▶ [What the exercise asks]: Select and copy every line in the records below that contains the word "sill". Case counts.

----

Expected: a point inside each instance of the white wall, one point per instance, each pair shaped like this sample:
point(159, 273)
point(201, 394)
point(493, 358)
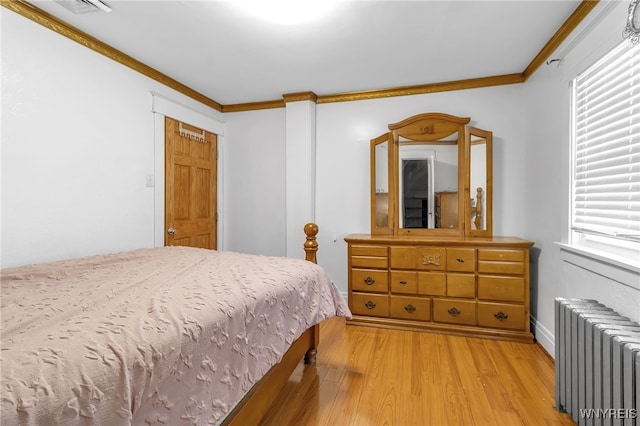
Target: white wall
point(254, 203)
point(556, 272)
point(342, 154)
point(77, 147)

----

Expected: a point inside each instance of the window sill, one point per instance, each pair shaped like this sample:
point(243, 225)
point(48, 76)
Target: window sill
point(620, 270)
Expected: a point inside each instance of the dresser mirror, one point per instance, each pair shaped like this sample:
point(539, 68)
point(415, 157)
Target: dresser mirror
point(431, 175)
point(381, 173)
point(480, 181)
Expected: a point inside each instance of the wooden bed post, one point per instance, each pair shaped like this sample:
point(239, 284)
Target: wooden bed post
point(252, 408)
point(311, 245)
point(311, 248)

----

▶ [Written reply]:
Expected: a point inside each instance of the window sill, one point per instance, each pair shaped like this sample:
Target: window sill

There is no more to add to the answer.